• [Opdrachten bij oefening]
**1)** Herschrijf in de tekst over de Leidse PhD-projecten het deel dat begint met de woorden "Overkoepelend lab over" en eindigt met "hun promotieonderzoek presenteerden.". Vervang daarin "promovendi" door "promotiekandidaten".
**2)** Uit welke twee pijlers bestaat volgens de tekst over de Leidse PhD-projecten het COI-onderzoek in Leiden?

• [Paginatekst]
<<<<

Overkoepelend lab over Leidse PhD-projecten rondom Conflictoplossende Instituties
Op 21 juni 2021 vond een bijeenkomst plaats waarbij de verschillende promovendi die zijn verbonden aan het onderzoeksthema Conflictoplossende Instituties (COI) in Leiden de stand van zaken van hun promotieonderzoek presenteerden.
COI is een landelijk samenwerkingsverband in het kader van het Nederlandse Sectorplan Rechtsgeleerdheid. Het COI-onderzoek in Leiden bestaat uit twee pijlers: (1) duurzame rechtspraak en (2) de rechtszaal als maatschappelijke arena.
De bijeenkomst op 21 juni was het laatste PhD-lab voor de zomer en vormde de afsluiting van een reeks labs die door de promovendi zelf werden georganiseerd. Voor deze labs werden telkens andere sprekers uitgenodigd, die lezingen gaven over inhoudelijke thema’s (zoals vertrouwen en legitimiteit), methodologische onderwerpen (zoals het doen van rechtsvergelijkend onderzoek) en praktische zaken (zoals promoveren op artikelen en het vinden van een geschikt tijdschrift voor interdisciplinaire publicaties).

>>>>

• [Vastgelegde gegevens]

<<<<

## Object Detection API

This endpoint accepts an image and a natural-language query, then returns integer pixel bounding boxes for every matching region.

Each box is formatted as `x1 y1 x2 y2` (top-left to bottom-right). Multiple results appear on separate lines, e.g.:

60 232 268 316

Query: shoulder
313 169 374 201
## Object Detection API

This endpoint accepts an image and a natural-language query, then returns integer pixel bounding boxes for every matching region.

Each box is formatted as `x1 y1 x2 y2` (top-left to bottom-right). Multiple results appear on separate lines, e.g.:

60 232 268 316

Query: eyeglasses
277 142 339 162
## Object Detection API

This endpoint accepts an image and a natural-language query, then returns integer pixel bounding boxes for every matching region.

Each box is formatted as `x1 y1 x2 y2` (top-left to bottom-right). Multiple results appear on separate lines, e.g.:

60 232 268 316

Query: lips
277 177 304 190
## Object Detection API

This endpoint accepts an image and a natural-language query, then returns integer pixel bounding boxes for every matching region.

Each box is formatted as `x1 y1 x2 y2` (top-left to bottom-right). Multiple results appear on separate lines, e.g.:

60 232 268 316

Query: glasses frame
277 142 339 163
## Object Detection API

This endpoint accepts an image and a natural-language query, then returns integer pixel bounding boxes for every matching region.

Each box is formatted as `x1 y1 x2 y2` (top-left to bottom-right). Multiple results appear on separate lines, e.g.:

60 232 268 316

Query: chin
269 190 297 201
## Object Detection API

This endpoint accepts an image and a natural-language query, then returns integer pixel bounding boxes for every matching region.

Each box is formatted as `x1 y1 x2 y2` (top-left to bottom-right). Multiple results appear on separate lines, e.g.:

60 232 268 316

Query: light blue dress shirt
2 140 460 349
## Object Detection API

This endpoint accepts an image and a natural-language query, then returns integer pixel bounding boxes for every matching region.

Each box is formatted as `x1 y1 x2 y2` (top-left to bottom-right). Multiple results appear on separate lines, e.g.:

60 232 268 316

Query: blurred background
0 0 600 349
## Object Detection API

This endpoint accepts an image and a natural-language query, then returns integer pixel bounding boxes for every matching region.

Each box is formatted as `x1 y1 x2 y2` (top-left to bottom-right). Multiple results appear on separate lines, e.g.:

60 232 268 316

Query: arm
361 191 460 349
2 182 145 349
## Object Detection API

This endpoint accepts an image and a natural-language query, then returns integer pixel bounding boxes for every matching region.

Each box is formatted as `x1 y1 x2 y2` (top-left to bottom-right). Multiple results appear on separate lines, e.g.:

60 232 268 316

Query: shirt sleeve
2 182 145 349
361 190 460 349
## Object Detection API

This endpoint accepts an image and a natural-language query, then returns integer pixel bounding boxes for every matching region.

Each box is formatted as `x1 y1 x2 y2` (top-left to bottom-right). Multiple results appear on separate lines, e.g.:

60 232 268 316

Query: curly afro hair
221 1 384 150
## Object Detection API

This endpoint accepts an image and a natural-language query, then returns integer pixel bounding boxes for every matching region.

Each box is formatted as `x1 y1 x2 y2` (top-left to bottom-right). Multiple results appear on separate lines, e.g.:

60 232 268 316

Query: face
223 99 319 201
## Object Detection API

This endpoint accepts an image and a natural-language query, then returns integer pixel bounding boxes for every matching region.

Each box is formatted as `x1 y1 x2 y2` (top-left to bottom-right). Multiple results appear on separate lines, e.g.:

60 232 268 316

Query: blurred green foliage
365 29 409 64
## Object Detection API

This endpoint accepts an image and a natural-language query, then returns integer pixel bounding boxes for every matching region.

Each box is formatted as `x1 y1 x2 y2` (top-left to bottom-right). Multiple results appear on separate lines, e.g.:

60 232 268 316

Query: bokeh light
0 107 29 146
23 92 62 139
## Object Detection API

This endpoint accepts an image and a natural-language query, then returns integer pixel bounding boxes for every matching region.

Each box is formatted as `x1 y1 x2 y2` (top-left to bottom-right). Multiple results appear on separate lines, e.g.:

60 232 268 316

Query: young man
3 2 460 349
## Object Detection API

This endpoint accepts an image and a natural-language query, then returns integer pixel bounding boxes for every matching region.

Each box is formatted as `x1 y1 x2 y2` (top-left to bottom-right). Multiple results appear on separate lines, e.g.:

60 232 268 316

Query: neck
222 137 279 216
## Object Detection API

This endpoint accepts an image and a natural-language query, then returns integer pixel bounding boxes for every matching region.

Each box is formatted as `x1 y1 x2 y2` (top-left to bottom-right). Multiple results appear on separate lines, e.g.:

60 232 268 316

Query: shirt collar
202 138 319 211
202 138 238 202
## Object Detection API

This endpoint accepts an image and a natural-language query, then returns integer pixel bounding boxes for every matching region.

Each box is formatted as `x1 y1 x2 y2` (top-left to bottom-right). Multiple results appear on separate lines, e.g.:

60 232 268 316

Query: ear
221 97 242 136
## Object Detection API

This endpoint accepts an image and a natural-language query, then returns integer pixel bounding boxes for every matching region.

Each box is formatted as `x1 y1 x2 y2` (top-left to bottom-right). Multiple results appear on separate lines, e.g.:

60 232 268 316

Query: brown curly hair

>>>>

• [Antwoorden op opdrachten]
**1)**
Overkoepelend lab over Leidse PhD-projecten rondom Conflictoplossende Instituties
Op 21 juni 2021 vond een bijeenkomst plaats waarbij de verschillende promotiekandidaten die zijn verbonden aan het onderzoeksthema Conflictoplossende Instituties (COI) in Leiden de stand van zaken van hun promotieonderzoek presenteerden.

**2)** Duurzame rechtspraak en de rechtszaal als maatschappelijke arena.